* To-do list
• 1. In the patch, which directory are test_dependencies.py and test_main.py moved into?
• 2. Please explain, using the patch, how pytest treats deprecation warnings and which setting causes this.

Subject: [PATCH 2/7] BAI-1540 rework basic modelscan tests

---
 lib/modelscan_api/pytest.ini                  |  5 ++
 .../test_dependencies.py                      |  2 +-
 .../test_main.py                              | 55 +++++++++++--------
 3 files changed, 39 insertions(+), 23 deletions(-)
 create mode 100644 lib/modelscan_api/pytest.ini
 rename lib/modelscan_api/{bailo_modelscan_api => tests}/test_dependencies.py (98%)
 rename lib/modelscan_api/{bailo_modelscan_api => tests}/test_main.py (55%)

diff --git a/lib/modelscan_api/pytest.ini b/lib/modelscan_api/pytest.ini
new file mode 100644
index 000000000..1c0f70191
--- /dev/null
+++ b/lib/modelscan_api/pytest.ini
@@ -0,0 +1,5 @@
+[pytest]
+filterwarnings = ignore::DeprecationWarning
+pythonpath = "."
+testpaths = "tests"
+junit_family = "xunit2"

* Provided information
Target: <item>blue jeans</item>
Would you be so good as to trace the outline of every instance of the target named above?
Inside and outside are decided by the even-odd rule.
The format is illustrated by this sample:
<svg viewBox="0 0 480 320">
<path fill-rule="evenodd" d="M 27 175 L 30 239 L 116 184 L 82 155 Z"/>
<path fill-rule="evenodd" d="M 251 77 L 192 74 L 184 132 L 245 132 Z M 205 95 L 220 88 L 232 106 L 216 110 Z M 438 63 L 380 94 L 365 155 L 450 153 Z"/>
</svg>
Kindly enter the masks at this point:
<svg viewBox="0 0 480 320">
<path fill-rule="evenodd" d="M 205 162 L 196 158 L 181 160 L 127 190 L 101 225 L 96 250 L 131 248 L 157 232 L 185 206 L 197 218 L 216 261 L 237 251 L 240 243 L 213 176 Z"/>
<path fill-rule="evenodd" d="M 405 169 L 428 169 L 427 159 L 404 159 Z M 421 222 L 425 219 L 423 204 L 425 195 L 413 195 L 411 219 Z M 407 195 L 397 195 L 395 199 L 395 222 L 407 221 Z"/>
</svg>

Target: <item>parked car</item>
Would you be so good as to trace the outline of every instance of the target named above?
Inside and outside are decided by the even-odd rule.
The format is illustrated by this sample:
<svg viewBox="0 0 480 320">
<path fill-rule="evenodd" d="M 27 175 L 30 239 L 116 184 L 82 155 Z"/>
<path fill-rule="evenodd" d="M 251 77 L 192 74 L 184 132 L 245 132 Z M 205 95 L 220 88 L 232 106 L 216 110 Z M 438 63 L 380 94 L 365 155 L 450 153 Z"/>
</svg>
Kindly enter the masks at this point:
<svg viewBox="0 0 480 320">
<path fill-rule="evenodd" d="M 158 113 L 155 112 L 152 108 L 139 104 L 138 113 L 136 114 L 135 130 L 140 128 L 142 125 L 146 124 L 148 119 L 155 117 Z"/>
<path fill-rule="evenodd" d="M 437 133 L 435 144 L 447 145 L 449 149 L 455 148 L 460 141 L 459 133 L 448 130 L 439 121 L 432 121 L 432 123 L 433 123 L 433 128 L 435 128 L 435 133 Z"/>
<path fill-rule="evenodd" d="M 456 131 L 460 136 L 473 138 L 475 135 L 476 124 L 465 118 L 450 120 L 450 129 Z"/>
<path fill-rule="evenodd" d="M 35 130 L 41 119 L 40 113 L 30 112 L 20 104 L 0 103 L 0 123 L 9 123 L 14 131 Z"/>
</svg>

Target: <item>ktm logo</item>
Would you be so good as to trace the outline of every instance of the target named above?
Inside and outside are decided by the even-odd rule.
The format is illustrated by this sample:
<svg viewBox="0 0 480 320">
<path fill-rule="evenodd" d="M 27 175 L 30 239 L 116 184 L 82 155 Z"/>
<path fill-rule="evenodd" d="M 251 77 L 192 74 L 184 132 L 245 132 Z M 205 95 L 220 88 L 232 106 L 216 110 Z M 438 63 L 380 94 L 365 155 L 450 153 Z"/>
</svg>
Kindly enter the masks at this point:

* Results
• 1. Both files are moved into the tests directory, from bailo_modelscan_api.

• 2. Pytest ignores deprecation warnings. The new lib/modelscan_api/pytest.ini file sets filterwarnings = ignore::DeprecationWarning under its [pytest] section.